* **TASK ITEM**
Skip the images and copy each record exactly as written.

* **PROVIDED DATA**
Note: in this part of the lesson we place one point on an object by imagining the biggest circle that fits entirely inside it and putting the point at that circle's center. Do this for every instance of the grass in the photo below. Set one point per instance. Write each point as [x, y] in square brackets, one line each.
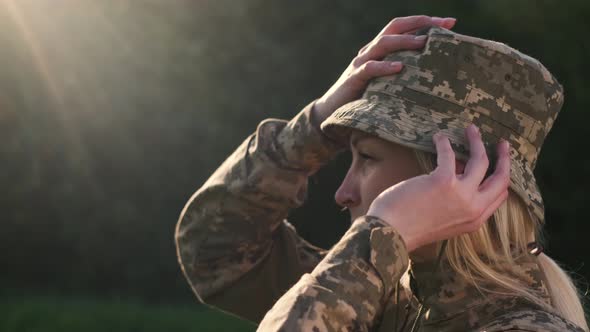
[48, 314]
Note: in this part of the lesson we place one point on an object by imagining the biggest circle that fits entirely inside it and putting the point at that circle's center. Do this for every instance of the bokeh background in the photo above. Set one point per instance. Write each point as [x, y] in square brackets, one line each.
[113, 112]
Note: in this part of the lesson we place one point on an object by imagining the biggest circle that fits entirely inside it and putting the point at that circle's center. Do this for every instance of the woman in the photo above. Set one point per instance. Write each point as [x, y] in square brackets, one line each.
[233, 246]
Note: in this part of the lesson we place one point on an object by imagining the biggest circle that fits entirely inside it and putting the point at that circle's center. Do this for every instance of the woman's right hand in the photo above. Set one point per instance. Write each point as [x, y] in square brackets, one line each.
[367, 64]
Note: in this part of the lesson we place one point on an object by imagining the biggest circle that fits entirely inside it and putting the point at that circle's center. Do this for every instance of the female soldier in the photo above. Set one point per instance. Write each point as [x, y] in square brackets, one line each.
[233, 246]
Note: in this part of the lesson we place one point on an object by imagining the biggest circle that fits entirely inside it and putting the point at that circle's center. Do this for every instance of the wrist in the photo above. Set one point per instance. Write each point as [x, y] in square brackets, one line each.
[396, 223]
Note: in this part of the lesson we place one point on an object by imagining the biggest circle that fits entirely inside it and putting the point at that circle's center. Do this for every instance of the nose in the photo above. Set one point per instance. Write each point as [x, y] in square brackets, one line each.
[347, 194]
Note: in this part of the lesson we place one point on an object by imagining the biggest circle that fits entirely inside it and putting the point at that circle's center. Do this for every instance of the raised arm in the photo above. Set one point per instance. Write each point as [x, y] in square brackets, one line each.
[234, 224]
[348, 289]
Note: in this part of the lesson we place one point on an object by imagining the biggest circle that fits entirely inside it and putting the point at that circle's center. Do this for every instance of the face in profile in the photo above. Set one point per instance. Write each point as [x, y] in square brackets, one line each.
[376, 165]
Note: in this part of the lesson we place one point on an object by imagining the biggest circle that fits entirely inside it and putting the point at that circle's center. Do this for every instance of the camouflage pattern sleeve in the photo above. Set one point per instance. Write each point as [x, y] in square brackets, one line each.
[531, 320]
[232, 240]
[349, 288]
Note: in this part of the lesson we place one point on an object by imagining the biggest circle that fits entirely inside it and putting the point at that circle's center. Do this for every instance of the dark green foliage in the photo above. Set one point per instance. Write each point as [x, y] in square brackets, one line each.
[114, 112]
[48, 314]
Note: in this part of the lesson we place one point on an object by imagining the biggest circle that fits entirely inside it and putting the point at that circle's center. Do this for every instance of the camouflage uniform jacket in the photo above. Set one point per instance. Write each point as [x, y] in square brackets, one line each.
[240, 254]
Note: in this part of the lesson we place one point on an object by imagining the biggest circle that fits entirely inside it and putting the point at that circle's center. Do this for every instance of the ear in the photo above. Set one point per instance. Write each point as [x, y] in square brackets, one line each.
[459, 166]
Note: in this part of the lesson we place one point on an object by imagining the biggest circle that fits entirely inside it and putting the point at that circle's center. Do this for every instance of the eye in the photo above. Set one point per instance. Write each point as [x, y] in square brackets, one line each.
[365, 156]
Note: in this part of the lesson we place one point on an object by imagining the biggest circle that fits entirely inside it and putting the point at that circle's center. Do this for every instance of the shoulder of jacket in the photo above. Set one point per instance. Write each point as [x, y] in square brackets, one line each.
[531, 320]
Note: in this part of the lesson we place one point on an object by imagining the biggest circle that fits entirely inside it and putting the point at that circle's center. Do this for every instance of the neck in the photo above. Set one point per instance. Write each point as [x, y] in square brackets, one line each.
[425, 253]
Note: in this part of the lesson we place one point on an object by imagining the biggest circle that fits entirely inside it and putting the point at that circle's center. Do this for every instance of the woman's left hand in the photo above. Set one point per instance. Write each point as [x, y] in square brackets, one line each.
[443, 204]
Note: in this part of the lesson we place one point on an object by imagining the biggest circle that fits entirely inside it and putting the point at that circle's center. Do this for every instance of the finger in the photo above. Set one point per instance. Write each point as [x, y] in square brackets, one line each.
[478, 162]
[385, 45]
[447, 23]
[445, 157]
[372, 69]
[500, 179]
[400, 25]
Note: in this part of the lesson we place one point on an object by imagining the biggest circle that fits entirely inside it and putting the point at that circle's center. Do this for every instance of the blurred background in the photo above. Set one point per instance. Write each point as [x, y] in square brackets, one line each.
[113, 112]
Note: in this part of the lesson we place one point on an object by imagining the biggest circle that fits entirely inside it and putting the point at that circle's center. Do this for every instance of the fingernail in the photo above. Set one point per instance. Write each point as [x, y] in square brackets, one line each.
[506, 145]
[395, 64]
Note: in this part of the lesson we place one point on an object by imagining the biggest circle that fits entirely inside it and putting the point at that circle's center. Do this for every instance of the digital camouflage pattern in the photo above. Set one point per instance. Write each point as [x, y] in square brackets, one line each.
[454, 81]
[239, 254]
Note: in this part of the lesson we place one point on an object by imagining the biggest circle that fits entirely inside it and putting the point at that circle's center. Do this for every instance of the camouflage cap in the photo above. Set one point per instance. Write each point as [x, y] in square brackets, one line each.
[454, 81]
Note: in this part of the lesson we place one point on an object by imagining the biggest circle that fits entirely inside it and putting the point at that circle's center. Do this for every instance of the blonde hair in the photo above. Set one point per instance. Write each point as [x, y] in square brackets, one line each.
[500, 242]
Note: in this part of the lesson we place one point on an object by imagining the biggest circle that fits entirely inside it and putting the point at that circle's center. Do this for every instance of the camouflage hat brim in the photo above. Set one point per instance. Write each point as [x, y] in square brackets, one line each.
[409, 124]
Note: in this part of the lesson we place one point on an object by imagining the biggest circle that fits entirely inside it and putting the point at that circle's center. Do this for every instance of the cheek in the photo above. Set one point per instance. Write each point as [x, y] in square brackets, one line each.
[385, 175]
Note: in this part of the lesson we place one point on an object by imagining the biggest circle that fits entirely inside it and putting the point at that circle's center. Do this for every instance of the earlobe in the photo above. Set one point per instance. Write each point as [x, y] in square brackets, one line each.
[459, 166]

* **REPLY TO THE TASK**
Note: in this part of the lesson we place one point on an object by imagining the biggest circle that fits entirely inside it and putting the point at that circle's center. Do this for every instance of the grass in the photo below. Set one point per instance. Write each point as [x, y] in square brackets, one line each.
[48, 314]
Note: in this part of the lesson we place one point on an object by imagining the biggest circle that fits entirely inside it and putting the point at that circle's center. Do this for every instance of the bokeh background in the photo above. Set one point per instance. Write each point as [x, y] in square brackets, one line each.
[113, 112]
Note: in this part of the lesson we place one point on an object by imagining the biggest circle that fits entirely inside it and putting the point at that circle's center. Do this for every instance of the woman in the photo above. Set one point per instance. Write each point as [x, y] in square brackets, one line each.
[233, 246]
Note: in this part of the lesson we place one point on an object by imagining the biggest circle that fits entirely inside it and putting the point at that circle's center. Do this for every instance of the woman's right hand in the photo above. Set one point per instance. Write each point as [x, y] in square brackets, one line each.
[367, 64]
Note: in this part of the lesson we place one point on an object by imagining the biggest circle that fits entirely inside it and putting the point at that circle's center. Do this for every instance of the female soldier in the photo above. Set one point per instance. Write each point as [x, y] in square brackets, one line each.
[233, 246]
Note: in this part of the lesson we place one point on an object by imagining the biggest circle that fits entirely inside it and putting the point at that circle's center. Do this for every instance of the wrist in the photo above. Set one point per instance. Write each point as [x, y] in square brackets, one line each.
[396, 223]
Note: in this part of the lesson we place one point on an object by imagining the biggest circle that fits entirely inside it and putting the point at that circle's center. Do this for every instance of the nose in the photo above. Set one point per instance. Write each point as [x, y] in square brackets, one line each.
[347, 194]
Note: in this part of the lesson we place one point on an object by imagining the biggest circle that fits entirely inside it and putting the point at that circle's center. Do this for every instance of the raised arm in the photo above. Set one point per instance. Write each point as [x, y] in square brackets, one line each.
[234, 224]
[348, 289]
Note: in this part of the lesson we place one point on an object by imagining the biggest circle that fits entirely inside it and putting the point at that circle's center. Do this for every instance of the face in profile in the photo above. Set one point per instance. Write each point as [x, y] in square brackets, one line each.
[376, 165]
Note: in this part of the lesson we place one point on an object by imagining the biggest circle that fits entirely inside it and putting the point at that circle's center. Do this for every instance of the camouflage pattern sleeve in the photo above. Set one point per instance. Write each point as [x, y] in square brackets, one line each.
[531, 320]
[232, 240]
[349, 288]
Note: in this part of the lesson we place one point on an object by imagining the biggest circle that fits entirely inside it and putting the point at that circle's center. Do this for every instance of the dark green foliage in the photo above. Set one point per instance. Write each point as [x, y] in square brackets, one line each.
[114, 112]
[48, 314]
Note: in this part of the lesson we place one point on an object by imagining the biggest circle that fits entirely inside it and putting the point at that circle's center. Do this for every instance of the camouflage uniform jacket in the photo above. Set one point per instance. Write each point as [x, y] in square brackets, one line each.
[240, 254]
Note: in this part of the lesson we place one point on an object by imagining the biggest circle that fits entirely inside it and putting the point at that circle's center. Do this for every instance of the ear in the photo above. Set one point per instance. Write each point as [x, y] in square brackets, one line each.
[459, 166]
Note: in this part of the lesson we place one point on an object by imagining the biggest circle that fits entirely inside it and putting the point at that circle's center. Do this for every instance of the eye in the photo above. Set one point per instance. Write each point as [x, y] in square brackets, one line each.
[365, 156]
Note: in this part of the lesson we place one point on an object by imagining the biggest circle that fits entirely inside it and putting the point at that circle's center. Do this for every instance of the shoulder of jacket in the photo above. Set one point per instance. Write each point as [x, y] in square brackets, one line each.
[531, 320]
Note: in this part of the lesson we place one point on an object by imagining the biggest circle that fits entirely inside it and putting the point at that circle's center. Do this for every instance of the neck in the photo above. Set one point per instance. Write each point as [x, y] in square brackets, one line each.
[425, 253]
Note: in this part of the lesson we place one point on an object by imagining the biggest circle that fits entirely inside it and putting the point at that circle's center. Do this for every instance of the woman's left hand in the photo above. Set one point per instance. Write each point as [x, y] in square brackets, one line each.
[443, 204]
Note: in this part of the lesson we place one point on an object by imagining the biggest circle that fits entirely inside it and putting the point at that circle's center. Do this for every instance of the finger in the photo above. Set one point per instance. Write each point as [x, y] in square brackets, one line each.
[478, 162]
[385, 45]
[447, 23]
[445, 157]
[372, 69]
[500, 179]
[400, 25]
Note: in this part of the lesson we place one point on an object by imagining the biggest circle that fits entirely inside it and putting the point at that circle's center. Do this for every instance of the blurred background in the photo above. Set one point per instance. Write each point as [x, y] in square brackets, one line each.
[113, 112]
Note: in this part of the lesson we place one point on an object by imagining the biggest circle that fits entirely inside it and putting the point at that circle's center. Do this for every instance of the fingernail in the photo above. Set one point per instance. Write each point as [x, y] in square brackets, one line each.
[506, 145]
[395, 64]
Note: in this part of the lesson we place one point on an object by imagining the biggest circle that fits entirely inside it and putting the point at that circle's center. Do this for every instance of the digital camouflage pattern in the photo above. Set one point per instance. Write each point as [x, y] in square brackets, one line each.
[454, 81]
[239, 254]
Note: in this part of the lesson we place one point on an object by imagining the biggest circle that fits entirely inside it and putting the point at that circle's center. Do this for every instance of the camouflage cap in the photo above. Set one point per instance. Write each point as [x, y] in square brackets, one line each.
[454, 81]
Note: in this part of the lesson we place one point on an object by imagining the biggest circle that fits entirely inside it and putting the point at that circle's center. Do this for every instance of the blonde hair in the photo above. Set one point per instance. Write each point as [x, y] in square brackets, one line each.
[500, 242]
Note: in this part of the lesson we place one point on an object by imagining the biggest circle that fits entirely inside it and putting the point at that circle's center. Do this for every instance of the camouflage hat brim in the photo above. Set one point per instance. Write each point as [x, y] in square brackets, one line each.
[409, 124]
Note: in this part of the lesson we place one point on an object by imagining the biggest circle that fits entirely inside it and putting the point at that circle's center. Do this for every instance of the cheek in the photo above. Set one point per instance. Write each point as [x, y] in square brackets, one line each.
[385, 175]
Note: in this part of the lesson we place one point on an object by imagining the biggest circle that fits entirely inside it and putting the point at that circle's center. Do this for every instance of the earlobe in the photo above. Set one point per instance. Write each point as [x, y] in square brackets, one line each.
[459, 166]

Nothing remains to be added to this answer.